══ TEXTE FOURNI ══

On se retrouve ainsi en présence de l’éternelle énigme posée à la curiosité des philosophes, c’est-à-dire du problème fondamental de la force et de la matière, problème qui domine et contient tous les autres. — C’est le lot fatal des discussions de ce genre ; on ne peut pas s’arrêter sur la pente de la métaphysique : il faut rouler jusqu’au fond de l’abîme. Suivons-y donc M. Chauffard, puisqu’il le faut, et soyons bref. — Le moule géométrique où Descartes avait enfermé la philosophie est brisé depuis longtemps. Le célèbre philosophe, en définissant la matière par le seul attribut de l’étendue, ne nous permet pas d’en comprendre l’activité, révélée par tous les faits naturels : d’autre part, en séparant la matière de l’âme définie par la seule pensée, il nous ôte la ressource de chercher dans l’âme le principe de cette activité matérielle. — La conception de la matière qui a cours actuellement et qui se formule en disant que la matière est « l’ensemble des forces » ou « le lieu des forces » est bien différente de la conception de Descartes ; elle se rapproche de la conception des stoïciens : c’est la matière rationnelle de Diogène d’Apollonie, mobile et non pas mue, active et non pas inerte. Telle est aussi la manière de voir de Leibnitz. Le philosophe de Hanovre n’a pas en effet arrêté son esprit à la considération de cette matière « qui est purement passive et ne consiste que dans l’étendue », matière nue ou première, qui est un pur concept ou, selon M. Magy, une illusion sensorielle. Les corps de la nature nous offrent une matière revêtue, matière seconde, formée par l’union indissoluble de l’étendue avec un principe d’activité, inséparable. — Ce principe actif, qui existe dans chaque monade matérielle, « entéléchie inétendue qui est principe de mouvement », se manifeste par l’ensemble des propriétés physicochimiques ou mécaniques.

═══

## CONSIGNE 1
Convertis en tableau Markdown les enregistrements, de leur première ligne jusqu'à la ligne contenant "Outlines of the framed", celle-ci comprise. Utilise une colonne « N° » pour le numéro et une colonne « Ligne » pour le contenu, omets les lignes vides et ne reprends pas les images.

══ LIGNES DE DONNÉES ══

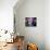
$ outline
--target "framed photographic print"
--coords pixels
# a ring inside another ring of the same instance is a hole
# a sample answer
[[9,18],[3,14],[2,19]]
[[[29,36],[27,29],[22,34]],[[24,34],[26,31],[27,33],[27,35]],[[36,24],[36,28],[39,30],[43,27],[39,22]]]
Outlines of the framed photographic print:
[[37,26],[37,17],[25,17],[25,26],[28,26],[28,27]]

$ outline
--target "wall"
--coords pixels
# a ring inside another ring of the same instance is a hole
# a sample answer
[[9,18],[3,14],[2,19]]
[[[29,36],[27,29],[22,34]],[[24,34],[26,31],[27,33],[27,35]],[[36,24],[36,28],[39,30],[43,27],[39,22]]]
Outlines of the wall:
[[50,0],[45,1],[45,43],[46,50],[50,50]]
[[[16,33],[24,35],[27,42],[37,43],[39,50],[45,50],[45,0],[25,0],[21,5],[16,4],[18,5],[14,7]],[[26,27],[25,17],[37,17],[37,26]]]
[[0,0],[0,29],[13,30],[13,7],[17,0]]

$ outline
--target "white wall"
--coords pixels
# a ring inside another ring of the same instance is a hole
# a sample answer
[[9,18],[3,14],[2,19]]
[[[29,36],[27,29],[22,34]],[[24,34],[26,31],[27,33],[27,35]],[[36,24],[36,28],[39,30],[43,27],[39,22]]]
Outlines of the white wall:
[[[18,8],[14,7],[16,32],[24,35],[26,41],[38,45],[45,50],[45,0],[25,0]],[[26,27],[25,17],[37,17],[36,27]]]
[[0,0],[0,29],[13,30],[13,7],[17,0]]

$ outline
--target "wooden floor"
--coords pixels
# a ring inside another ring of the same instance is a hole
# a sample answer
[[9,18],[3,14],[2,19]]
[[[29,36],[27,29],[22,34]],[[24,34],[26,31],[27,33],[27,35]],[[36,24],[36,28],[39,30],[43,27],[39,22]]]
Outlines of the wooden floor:
[[0,50],[17,50],[16,42],[7,43],[7,46],[2,47]]

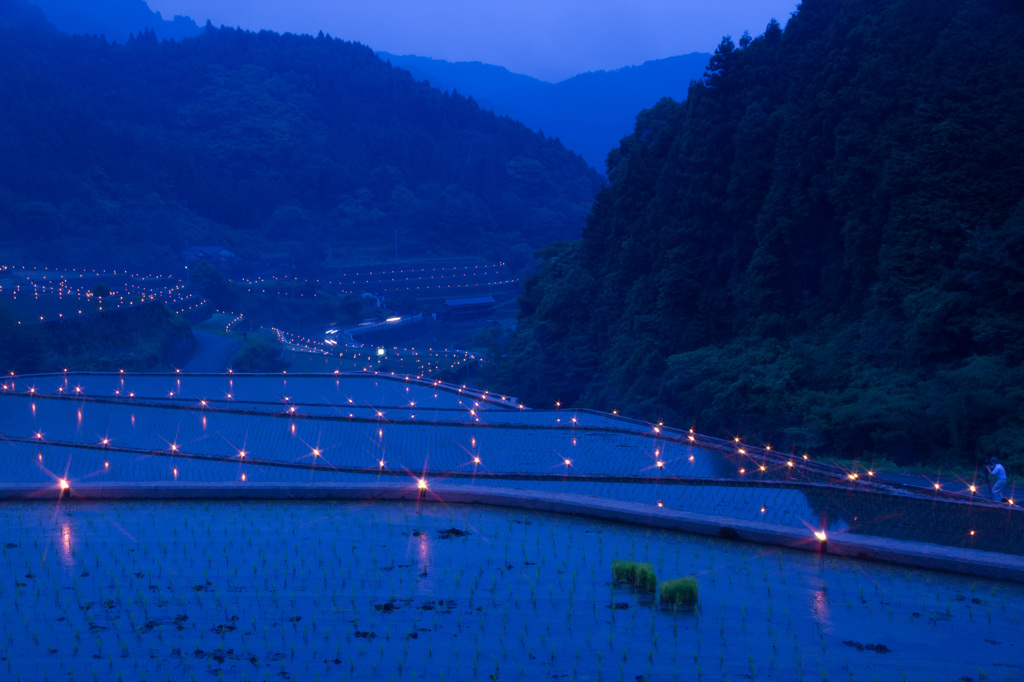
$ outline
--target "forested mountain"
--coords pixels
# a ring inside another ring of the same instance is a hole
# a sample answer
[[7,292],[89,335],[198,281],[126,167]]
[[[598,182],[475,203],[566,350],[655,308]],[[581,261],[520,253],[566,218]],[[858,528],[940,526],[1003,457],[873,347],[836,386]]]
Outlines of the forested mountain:
[[584,239],[547,250],[502,390],[1024,463],[1022,30],[1005,0],[805,0],[723,40],[685,102],[637,117]]
[[608,152],[632,130],[636,113],[663,97],[682,98],[711,56],[694,52],[548,83],[479,61],[378,54],[417,80],[458,90],[483,109],[557,137],[601,172]]
[[[10,7],[4,0],[3,7]],[[318,37],[125,44],[0,23],[0,252],[168,271],[242,261],[525,261],[601,178],[559,142]]]
[[187,16],[165,19],[150,9],[145,0],[32,0],[46,18],[65,33],[101,35],[108,40],[125,42],[133,33],[153,31],[157,38],[181,40],[203,30]]

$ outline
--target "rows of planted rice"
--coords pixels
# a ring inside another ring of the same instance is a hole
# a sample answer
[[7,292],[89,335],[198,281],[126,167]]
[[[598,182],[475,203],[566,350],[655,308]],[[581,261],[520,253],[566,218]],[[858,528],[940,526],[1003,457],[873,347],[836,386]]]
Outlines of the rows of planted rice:
[[[0,504],[10,680],[1014,680],[1020,586],[447,505]],[[666,608],[612,580],[693,577]]]

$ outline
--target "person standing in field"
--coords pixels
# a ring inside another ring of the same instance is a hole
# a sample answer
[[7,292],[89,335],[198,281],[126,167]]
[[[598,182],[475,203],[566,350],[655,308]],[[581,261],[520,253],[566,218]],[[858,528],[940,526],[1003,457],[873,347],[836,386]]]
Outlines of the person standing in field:
[[994,457],[988,461],[988,466],[985,468],[988,469],[988,473],[995,476],[995,482],[992,483],[992,500],[1002,502],[1002,487],[1007,484],[1007,470]]

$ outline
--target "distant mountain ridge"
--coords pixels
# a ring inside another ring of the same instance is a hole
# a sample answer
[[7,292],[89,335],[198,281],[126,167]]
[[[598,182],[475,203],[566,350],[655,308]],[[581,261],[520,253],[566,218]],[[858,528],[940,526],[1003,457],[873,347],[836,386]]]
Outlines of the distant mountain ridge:
[[153,31],[160,40],[182,40],[203,29],[188,16],[165,19],[145,0],[33,0],[50,23],[65,33],[101,35],[123,43],[131,34]]
[[685,97],[690,81],[703,75],[711,57],[692,52],[549,83],[479,61],[377,54],[419,81],[458,91],[483,109],[557,137],[601,172],[608,153],[632,132],[637,112],[663,97]]
[[19,262],[167,271],[190,243],[309,271],[400,241],[522,267],[580,236],[602,184],[357,43],[211,26],[112,43],[3,3],[0,250]]

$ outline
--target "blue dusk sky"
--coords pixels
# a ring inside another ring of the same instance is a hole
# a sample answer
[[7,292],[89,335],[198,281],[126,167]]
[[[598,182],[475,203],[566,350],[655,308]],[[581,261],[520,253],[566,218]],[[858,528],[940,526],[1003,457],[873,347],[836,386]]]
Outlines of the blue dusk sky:
[[164,18],[329,33],[395,54],[484,61],[548,81],[688,52],[783,26],[795,0],[148,0]]

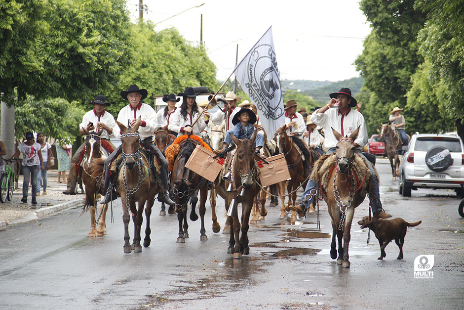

═══

## CONSIGNE 2
Réponds aux questions suivantes sur le texte consacré à la force et à la matière.
(a) Par quel seul attribut Descartes définissait-il la matière ?
(b) Selon M. Magy, qu'est la matière nue ou première ?
(c) De quelle conception la conception actuelle de la matière se rapproche-t-elle ?

## RÉPONSE 1
| N° | Ligne |
|---|---|
| 1 | $ outline |
| 2 | --target "framed photographic print" |
| 3 | --coords pixels |
| 4 | # a ring inside another ring of the same instance is a hole |
| 5 | # a sample answer |
| 6 | [[9,18],[3,14],[2,19]] |
| 7 | [[[29,36],[27,29],[22,34]],[[24,34],[26,31],[27,33],[27,35]],[[36,24],[36,28],[39,30],[43,27],[39,22]]] |
| 8 | Outlines of the framed photographic print: |

## RÉPONSE 2
(a) Par l'étendue.
(b) Une illusion sensorielle.
(c) De la conception des stoïciens.